Uber’s Massive Scraping Program Collected Data About Competitors Around The World

Uber’s Massive Scraping Program Collected Data About Competitors Around The World

For years, Uber systemically scraped data from competing ride-hailing companies all over the world, harvesting information about their technology, drivers, and executives. Uber gathered information from these firms using automated collection systems that ran constantly, amassing millions of records, and sometimes conducted physical surveillance to complement its data collection.

Uber’s scraping efforts were spearheaded by the company’s Marketplace Analytics team, while the Strategic Services Group gathered information for security purposes, Gizmodo learned from three people familiar with the operations of these teams, from court testimony, and from internal Uber documents. Until Uber’s data scraping was discontinued this September in the face of mounting litigation and multiple federal investigations, Marketplace Analytics gathered information on Uber’s overseas competitors in an attempt to advance Uber’s position in those markets. SSG’s mission was to protect employees, executives, and drivers from violence, which sometimes involved tracking protesters and other groups that were considered threatening to Uber. An Uber spokesperson declined to comment for this story.

|---|

__SHORT PROBLEM__: Carry on the article about Uber's data-scraping program, picking up after its final paragraph.

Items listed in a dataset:
|---|

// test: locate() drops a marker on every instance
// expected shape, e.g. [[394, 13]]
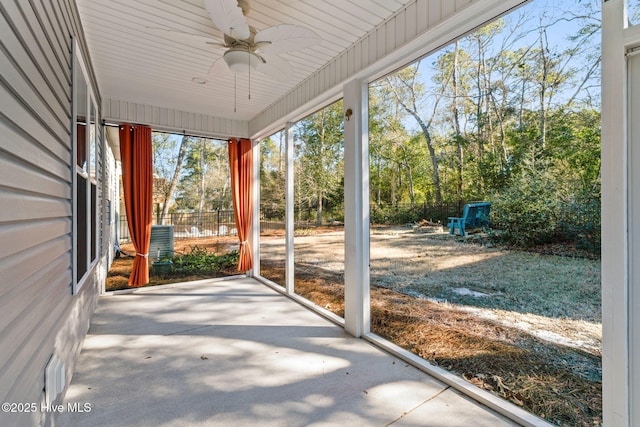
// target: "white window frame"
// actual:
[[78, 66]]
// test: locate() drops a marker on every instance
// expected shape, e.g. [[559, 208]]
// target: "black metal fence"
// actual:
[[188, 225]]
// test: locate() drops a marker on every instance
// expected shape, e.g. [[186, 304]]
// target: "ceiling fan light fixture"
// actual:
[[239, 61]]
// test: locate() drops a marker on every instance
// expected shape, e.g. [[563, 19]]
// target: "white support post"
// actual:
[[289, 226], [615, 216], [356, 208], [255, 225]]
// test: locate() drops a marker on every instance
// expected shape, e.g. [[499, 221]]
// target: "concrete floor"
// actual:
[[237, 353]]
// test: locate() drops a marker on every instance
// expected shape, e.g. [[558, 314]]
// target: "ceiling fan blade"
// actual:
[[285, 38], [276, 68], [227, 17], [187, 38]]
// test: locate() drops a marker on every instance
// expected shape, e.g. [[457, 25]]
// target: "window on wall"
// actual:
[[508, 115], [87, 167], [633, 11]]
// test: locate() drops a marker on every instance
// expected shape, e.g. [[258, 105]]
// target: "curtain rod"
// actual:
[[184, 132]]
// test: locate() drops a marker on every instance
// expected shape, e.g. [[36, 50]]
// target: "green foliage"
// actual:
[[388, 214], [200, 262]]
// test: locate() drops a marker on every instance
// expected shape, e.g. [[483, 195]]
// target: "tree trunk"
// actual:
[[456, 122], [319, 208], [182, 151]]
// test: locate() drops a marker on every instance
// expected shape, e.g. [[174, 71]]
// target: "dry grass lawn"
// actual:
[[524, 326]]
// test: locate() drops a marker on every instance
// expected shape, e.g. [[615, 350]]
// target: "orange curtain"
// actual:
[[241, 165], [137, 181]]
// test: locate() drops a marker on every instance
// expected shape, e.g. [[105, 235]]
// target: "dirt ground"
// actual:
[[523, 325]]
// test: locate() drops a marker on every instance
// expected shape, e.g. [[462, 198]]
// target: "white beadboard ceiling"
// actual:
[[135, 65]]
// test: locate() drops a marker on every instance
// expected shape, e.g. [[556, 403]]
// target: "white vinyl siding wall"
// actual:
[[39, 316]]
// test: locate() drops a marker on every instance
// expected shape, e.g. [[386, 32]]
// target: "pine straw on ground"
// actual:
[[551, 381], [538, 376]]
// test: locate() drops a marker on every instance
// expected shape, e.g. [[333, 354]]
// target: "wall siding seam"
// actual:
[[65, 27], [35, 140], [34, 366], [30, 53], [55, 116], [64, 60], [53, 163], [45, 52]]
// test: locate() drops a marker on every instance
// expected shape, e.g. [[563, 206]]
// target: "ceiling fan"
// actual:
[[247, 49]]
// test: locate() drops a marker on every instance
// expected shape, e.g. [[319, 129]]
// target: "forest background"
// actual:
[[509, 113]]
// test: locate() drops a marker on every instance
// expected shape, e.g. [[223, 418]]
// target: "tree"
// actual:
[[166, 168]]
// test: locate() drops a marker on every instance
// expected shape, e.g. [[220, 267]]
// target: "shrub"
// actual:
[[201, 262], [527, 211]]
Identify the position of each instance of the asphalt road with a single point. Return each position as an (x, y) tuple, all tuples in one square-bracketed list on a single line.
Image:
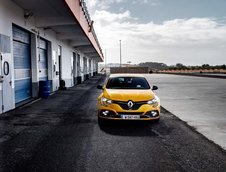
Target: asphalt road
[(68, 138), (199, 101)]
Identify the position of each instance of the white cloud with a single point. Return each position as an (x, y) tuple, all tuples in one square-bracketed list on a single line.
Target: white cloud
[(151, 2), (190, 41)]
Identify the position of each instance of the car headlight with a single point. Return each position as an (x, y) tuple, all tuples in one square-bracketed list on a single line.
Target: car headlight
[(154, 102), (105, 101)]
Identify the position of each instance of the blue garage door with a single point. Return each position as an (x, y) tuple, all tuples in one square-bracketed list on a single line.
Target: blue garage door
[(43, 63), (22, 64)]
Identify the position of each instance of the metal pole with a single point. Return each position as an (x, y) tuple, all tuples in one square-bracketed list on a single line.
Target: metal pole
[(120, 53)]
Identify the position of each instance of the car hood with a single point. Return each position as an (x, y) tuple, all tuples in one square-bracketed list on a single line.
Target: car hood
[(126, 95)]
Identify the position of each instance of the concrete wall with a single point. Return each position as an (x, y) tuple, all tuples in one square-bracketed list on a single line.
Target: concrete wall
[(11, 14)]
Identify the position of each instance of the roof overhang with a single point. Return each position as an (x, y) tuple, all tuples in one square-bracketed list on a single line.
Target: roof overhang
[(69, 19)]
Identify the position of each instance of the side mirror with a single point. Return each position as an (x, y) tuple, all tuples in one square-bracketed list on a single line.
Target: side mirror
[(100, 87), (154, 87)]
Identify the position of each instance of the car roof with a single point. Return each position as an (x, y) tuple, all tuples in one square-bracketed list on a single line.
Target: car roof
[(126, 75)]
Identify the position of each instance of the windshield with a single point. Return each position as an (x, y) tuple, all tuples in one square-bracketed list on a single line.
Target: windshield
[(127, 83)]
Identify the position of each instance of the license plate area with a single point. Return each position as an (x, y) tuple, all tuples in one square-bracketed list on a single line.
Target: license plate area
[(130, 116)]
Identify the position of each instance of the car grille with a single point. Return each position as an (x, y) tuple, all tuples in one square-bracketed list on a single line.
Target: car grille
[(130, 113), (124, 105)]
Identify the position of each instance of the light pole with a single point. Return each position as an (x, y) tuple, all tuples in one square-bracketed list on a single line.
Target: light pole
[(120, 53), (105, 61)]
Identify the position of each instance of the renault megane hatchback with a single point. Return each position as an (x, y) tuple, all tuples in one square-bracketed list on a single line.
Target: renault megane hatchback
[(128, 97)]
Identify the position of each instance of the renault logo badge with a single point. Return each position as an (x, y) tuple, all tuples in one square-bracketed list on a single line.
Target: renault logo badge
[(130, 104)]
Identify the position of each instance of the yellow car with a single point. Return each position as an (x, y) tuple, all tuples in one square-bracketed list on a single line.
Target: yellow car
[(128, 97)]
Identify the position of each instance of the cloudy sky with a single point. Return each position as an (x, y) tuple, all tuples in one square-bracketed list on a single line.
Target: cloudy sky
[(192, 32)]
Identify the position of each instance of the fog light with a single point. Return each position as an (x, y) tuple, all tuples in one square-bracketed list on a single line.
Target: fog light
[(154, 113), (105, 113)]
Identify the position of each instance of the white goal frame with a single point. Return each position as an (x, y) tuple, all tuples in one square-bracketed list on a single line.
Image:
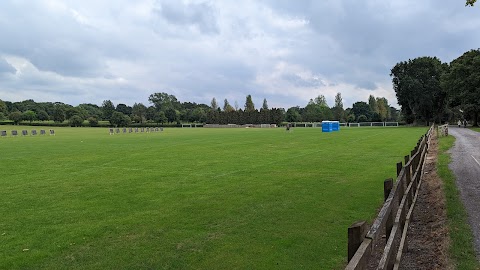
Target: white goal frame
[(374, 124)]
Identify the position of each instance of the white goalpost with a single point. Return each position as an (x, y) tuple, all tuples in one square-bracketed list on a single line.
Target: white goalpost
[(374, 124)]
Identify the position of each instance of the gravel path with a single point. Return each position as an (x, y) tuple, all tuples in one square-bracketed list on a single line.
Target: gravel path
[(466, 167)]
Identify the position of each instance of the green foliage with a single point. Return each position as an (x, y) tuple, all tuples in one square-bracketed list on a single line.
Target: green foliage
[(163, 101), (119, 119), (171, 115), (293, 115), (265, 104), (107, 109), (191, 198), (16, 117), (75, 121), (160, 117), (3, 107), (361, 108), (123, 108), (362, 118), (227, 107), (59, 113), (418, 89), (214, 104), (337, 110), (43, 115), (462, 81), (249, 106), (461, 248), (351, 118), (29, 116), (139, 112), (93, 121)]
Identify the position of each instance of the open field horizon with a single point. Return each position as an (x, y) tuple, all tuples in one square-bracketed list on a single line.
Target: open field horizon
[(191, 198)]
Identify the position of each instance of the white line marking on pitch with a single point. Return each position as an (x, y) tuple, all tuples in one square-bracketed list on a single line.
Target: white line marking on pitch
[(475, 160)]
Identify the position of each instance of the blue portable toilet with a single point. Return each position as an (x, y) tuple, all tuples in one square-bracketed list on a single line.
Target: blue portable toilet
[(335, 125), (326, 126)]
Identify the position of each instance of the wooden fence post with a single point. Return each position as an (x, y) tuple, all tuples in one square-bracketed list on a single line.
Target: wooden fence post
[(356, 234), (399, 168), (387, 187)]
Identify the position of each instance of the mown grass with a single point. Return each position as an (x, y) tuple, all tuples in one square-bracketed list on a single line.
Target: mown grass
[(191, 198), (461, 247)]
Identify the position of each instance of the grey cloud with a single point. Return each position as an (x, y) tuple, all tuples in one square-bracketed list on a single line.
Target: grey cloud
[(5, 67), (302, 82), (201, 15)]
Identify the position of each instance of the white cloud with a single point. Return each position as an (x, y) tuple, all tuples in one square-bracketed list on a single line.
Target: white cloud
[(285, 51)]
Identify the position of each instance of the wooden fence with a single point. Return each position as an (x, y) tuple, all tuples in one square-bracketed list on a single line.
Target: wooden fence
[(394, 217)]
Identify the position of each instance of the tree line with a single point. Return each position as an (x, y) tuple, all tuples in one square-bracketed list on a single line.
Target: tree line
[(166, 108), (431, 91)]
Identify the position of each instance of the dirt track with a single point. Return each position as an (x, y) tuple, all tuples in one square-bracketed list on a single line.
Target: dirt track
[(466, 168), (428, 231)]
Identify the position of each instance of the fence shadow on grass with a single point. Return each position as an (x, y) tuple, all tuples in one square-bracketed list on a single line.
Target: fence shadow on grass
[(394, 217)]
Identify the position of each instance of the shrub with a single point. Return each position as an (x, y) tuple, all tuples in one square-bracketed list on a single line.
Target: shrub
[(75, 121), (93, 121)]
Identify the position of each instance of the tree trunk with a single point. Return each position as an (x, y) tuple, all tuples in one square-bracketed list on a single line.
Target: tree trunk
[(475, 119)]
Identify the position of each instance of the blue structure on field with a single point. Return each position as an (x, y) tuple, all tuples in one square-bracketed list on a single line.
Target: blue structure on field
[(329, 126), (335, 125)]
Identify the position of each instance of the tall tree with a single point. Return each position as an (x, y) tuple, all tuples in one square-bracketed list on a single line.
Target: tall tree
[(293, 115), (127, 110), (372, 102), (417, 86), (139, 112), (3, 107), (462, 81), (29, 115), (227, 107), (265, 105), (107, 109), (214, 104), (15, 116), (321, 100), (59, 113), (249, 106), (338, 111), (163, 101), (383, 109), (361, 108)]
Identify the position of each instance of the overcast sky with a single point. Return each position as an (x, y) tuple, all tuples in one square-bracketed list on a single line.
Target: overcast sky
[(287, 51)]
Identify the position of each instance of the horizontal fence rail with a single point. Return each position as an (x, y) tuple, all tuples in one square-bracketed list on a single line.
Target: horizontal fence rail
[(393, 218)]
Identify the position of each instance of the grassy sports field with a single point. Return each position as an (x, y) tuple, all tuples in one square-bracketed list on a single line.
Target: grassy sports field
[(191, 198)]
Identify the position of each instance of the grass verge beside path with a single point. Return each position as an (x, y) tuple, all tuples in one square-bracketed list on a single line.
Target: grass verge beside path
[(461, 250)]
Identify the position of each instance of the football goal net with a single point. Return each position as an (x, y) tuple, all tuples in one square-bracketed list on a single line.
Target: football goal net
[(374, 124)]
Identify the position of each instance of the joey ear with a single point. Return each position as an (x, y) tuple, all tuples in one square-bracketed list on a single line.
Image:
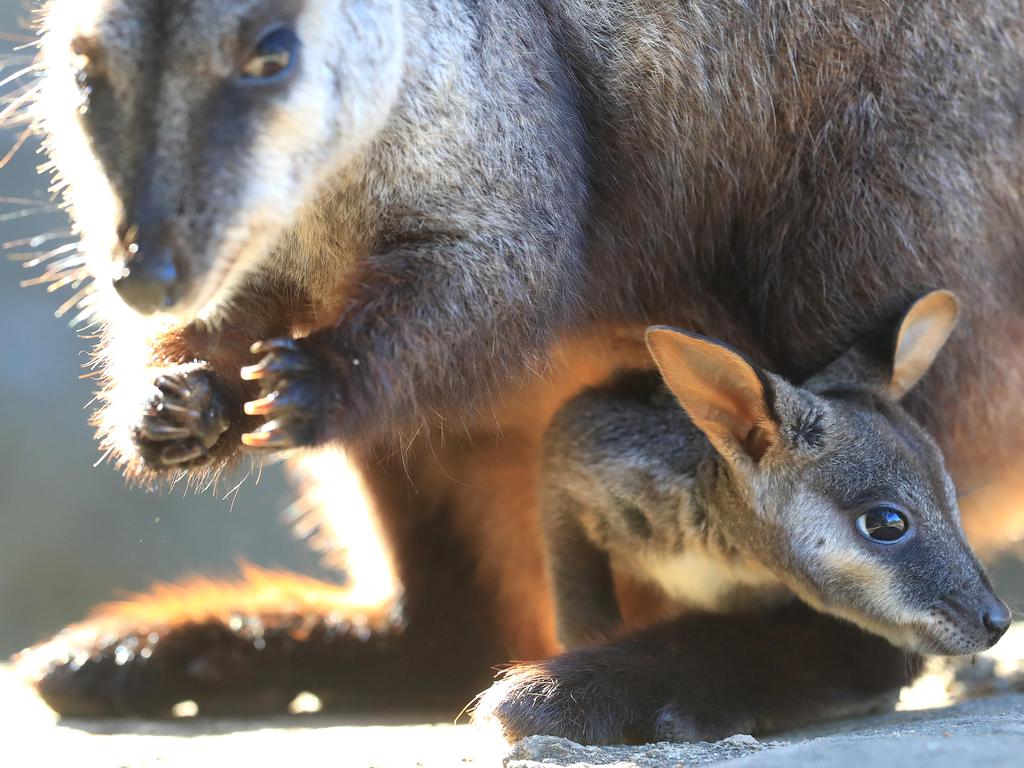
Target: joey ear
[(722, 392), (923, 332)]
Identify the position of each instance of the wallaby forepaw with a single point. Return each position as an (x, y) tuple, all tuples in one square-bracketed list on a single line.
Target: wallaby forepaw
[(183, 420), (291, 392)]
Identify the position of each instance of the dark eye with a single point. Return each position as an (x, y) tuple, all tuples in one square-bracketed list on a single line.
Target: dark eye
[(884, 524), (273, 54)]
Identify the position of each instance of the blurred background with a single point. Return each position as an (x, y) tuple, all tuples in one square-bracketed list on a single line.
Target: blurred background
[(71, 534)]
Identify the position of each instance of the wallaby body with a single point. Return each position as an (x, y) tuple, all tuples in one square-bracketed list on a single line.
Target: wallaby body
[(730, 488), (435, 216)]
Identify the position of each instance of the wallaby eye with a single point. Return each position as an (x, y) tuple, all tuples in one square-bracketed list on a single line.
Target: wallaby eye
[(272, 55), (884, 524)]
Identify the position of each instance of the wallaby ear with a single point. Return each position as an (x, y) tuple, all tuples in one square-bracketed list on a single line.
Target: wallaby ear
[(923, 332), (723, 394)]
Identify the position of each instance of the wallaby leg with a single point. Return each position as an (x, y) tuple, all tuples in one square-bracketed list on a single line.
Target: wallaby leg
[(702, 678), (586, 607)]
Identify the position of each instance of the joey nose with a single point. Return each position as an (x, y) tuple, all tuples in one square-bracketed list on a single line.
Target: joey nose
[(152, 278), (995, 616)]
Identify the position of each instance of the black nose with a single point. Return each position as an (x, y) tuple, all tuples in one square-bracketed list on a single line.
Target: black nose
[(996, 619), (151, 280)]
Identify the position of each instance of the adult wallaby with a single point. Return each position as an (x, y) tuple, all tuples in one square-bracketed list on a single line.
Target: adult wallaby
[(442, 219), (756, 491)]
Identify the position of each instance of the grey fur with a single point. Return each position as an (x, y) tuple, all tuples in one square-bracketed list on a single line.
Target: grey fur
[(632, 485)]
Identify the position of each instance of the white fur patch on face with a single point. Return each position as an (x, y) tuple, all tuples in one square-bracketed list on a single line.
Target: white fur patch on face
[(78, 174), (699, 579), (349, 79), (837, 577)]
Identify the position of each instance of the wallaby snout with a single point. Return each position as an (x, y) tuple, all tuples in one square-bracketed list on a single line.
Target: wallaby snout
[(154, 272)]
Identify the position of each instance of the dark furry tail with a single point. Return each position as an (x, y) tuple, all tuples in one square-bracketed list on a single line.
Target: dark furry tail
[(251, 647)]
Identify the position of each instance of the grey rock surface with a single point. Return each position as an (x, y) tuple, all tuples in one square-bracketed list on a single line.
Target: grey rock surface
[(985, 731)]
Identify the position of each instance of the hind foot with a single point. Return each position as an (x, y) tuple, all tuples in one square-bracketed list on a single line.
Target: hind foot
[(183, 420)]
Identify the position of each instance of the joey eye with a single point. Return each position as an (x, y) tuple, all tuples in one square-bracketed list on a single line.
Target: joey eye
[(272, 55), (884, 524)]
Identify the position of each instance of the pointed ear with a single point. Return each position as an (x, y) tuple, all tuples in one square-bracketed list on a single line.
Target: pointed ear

|---|

__REPLY TO THE TASK__:
It’s possible Uber’s data gathering did not violate any laws – much of it occurred internationally, and the data was often collected from publicly-available websites and apps – but the work of Marketplace Analytics and SSG has attracted the attention of US federal investigators and the judge presiding over ongoing civil litigation against Uber for theft of trade secrets.

Marketplace Analytics and SSG’s work was dragged into the sunlight in recent weeks as part of Waymo’s lawsuit against Uber, which alleges Uber stole trade secrets from the self-driving car company for use in its own autonomous vehicles. In a pair of letters written earlier this year, Richard Jacobs, a former Uber employee, accused the company of using its competitive intelligence teams to steal trade secrets from Waymo and other companies; those letters became central in Waymo’s lawsuit after they were disclosed to Waymo in late November.

The trial, initially scheduled to begin this month, has been postponed until February to allow Waymo to investigate the claims included in the letters – that members of the Marketplace Analytics and SSG teams used secret servers, devices that couldn’t be traced to Uber, ephemeral messaging services, and physical surveillance to extract secrets from other ride-hailing companies and keep the information hidden from the prying eyes of competitors and the courts.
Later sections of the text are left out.